Industry mover and shaker Container News has exposed unsafe lashing practices endangering seafarers’ lives.

The feature ‘ITF claims shipping lines are ignoring lashing rules’ graphically highlights the danger of seafarers forced to lash mountains of containers on ships decks, while vessels are underway –  even at night, often without sleep.

The article by Nick Savvides, draws on evidence and documentation provided by the International Transport Workers’ Federation (ITF), including the plea for help.

The article features emails from a Borchard Line seafarer to the ITF, pleading for assistance.

“I almost fell,” wrote one seafarer on board. “Everything is worst right now, not a Healthy vessel for us and a dangerous ship… We want to refuse… ITF please save Us, You are Our Only Chance and Only hope.”

The call for help came before a dramatic collapse of a container stack on the Judith Borchard at sea in November last year.

Another seafarer on board North Sea Container Line’s NCL Averoy also said that crew were asked to work 180 hours or more overtime.

“Instead of resting, we do lashing and unlashing even (if) we don’t have sleep,” he wrote, naming a dozen European ports.

ITF Canada coordinator Peter Lahay said he felt compelled to write to Container News declaring, “We get dozens of letters from crew and their family complaining of fatigue and unsafe practices, but they cannot stand up and complain because they know they will be fired.”

* [WHAT YOU NEED TO DO]
- a) Rewrite the article on unsafe lashing practices from "The call for" to "dozen European ports.", switching "container stack" to "cargo stack".
- b) According to the article on unsafe lashing practices, why don't crew members stand up and complain about fatigue and unsafe practices?
- c) Extend the article on unsafe lashing practices with a few more sentences after its last line.

* [PROVIDED INFORMATION]

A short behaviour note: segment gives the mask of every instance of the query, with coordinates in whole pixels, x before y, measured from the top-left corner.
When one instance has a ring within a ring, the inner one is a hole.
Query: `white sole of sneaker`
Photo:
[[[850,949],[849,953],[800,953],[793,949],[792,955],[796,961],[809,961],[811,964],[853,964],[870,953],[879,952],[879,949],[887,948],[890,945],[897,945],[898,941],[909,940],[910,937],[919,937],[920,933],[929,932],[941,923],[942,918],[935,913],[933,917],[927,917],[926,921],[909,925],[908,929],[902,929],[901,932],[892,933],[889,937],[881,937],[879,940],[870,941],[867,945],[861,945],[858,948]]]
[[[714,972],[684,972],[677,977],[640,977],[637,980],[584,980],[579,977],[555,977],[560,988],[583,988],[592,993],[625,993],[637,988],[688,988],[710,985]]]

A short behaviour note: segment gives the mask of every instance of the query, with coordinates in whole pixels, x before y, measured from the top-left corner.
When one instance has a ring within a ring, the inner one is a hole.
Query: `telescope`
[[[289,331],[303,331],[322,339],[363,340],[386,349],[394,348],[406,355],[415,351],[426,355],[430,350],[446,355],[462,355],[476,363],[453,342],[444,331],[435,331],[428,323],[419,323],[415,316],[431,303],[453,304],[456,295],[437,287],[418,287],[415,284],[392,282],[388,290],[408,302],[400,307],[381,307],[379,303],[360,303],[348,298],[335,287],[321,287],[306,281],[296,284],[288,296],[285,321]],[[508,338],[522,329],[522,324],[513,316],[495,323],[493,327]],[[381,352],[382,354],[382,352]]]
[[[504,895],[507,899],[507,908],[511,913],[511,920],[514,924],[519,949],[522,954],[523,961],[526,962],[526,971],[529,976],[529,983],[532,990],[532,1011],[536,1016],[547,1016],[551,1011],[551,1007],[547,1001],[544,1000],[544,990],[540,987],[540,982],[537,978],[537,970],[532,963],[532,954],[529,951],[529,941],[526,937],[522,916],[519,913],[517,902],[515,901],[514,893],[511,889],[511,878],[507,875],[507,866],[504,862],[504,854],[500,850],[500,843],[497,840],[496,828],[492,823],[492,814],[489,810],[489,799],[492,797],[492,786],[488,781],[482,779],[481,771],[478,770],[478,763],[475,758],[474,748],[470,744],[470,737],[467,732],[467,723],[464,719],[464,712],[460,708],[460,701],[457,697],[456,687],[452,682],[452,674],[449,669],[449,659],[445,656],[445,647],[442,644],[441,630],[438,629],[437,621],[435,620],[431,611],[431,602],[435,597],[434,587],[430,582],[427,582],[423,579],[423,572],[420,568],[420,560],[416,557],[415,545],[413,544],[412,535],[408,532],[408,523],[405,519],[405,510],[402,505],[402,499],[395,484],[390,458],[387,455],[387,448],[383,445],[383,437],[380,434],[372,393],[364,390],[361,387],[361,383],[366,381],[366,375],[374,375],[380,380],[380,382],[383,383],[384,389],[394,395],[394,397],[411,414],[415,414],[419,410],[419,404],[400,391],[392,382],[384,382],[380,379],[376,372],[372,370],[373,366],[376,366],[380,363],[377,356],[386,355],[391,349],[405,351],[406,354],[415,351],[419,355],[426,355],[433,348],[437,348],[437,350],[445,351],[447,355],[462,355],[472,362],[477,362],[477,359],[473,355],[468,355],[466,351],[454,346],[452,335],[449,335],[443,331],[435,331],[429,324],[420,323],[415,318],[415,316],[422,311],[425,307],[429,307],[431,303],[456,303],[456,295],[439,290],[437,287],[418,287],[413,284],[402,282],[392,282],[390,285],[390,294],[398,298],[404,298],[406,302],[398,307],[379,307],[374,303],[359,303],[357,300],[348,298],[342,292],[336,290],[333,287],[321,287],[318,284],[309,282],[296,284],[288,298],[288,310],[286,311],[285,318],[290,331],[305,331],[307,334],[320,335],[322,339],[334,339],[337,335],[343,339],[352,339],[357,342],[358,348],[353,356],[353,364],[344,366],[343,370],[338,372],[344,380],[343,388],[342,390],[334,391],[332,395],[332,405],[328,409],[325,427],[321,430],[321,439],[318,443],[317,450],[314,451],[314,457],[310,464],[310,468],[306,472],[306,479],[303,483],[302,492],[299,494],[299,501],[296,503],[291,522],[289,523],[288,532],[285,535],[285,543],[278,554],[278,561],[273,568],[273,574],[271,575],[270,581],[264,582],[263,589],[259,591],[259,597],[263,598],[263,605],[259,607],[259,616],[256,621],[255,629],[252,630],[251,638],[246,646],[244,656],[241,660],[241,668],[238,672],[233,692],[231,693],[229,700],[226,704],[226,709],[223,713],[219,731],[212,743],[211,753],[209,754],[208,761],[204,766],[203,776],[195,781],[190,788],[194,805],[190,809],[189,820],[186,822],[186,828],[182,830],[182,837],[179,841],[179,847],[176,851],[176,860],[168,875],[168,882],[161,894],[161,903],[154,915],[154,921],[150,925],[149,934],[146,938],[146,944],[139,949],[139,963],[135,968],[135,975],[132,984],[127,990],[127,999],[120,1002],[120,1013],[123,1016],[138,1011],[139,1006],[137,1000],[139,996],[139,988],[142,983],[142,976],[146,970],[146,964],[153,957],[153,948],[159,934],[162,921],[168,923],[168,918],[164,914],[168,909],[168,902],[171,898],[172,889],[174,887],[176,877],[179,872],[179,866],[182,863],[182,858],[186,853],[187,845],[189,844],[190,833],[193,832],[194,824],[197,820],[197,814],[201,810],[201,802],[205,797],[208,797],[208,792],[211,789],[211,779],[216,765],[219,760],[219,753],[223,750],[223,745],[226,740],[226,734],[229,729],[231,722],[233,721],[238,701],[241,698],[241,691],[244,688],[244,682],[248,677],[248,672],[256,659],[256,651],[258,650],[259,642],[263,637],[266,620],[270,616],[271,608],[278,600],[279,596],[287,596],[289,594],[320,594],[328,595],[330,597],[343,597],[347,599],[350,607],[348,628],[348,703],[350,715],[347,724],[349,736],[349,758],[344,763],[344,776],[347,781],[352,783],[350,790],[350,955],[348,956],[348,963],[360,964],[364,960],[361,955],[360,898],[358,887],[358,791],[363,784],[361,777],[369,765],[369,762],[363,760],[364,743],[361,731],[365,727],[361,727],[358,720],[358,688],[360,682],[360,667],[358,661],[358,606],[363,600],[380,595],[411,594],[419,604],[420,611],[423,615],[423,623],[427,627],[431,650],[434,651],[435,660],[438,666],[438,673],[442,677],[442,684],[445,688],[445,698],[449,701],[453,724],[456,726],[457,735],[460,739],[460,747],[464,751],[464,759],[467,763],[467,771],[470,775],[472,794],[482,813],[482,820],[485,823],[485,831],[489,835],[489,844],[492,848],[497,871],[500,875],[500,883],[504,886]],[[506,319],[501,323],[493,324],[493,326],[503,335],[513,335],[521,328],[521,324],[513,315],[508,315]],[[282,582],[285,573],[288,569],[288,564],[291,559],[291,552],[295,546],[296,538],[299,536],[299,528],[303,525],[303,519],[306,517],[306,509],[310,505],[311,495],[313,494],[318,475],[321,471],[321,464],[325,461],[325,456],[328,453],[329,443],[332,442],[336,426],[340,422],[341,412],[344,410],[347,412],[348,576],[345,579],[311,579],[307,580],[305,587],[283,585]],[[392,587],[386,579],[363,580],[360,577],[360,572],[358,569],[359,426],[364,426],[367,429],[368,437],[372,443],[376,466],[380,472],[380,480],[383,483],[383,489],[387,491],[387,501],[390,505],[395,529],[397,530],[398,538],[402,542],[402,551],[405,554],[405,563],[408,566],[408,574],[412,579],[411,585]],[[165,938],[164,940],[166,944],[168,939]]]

* [TASK ANSWERS]
- a)
The call for help came before a dramatic collapse of a cargo stack on the Judith Borchard at sea in November last year.

Another seafarer on board North Sea Container Line’s NCL Averoy also said that crew were asked to work 180 hours or more overtime.

“Instead of resting, we do lashing and unlashing even (if) we don’t have sleep,” he wrote, naming a dozen European ports.

- b) They don't complain because they know they will be fired. Peter Lahay adds that the ITF still gets dozens of letters from crew and their families about these problems.

- c)
The in-depth Container News feature also covered the lashing deaths of Ravindu Lakmal Pieris Telge, aboard the Maersk Patras on the St Lawrence River, Montreal, last year and seafarer Dennis Gomez Regana, in Dublin, aboard the Francop in November 2017.

It highlights how major container ship operators flout the regulations to cut costs.

Container News contacted both Borchard Lines and Montreal ports. Both declined to comment.

Maersk provided a contradictory statement implying sometimes ports could not provide dock workers to do the job.

Dock workers are available to lash in Montreal and are fighting to reclaim the work which the ITF argues is rightfully theirs. However, Canadian authorities previously told media the port had exemption to allow ships’ crew to lash on the river.

The feature also cites the ITF Dockers’ Clause agreed by the major lines, which came into force on 1 January 2020.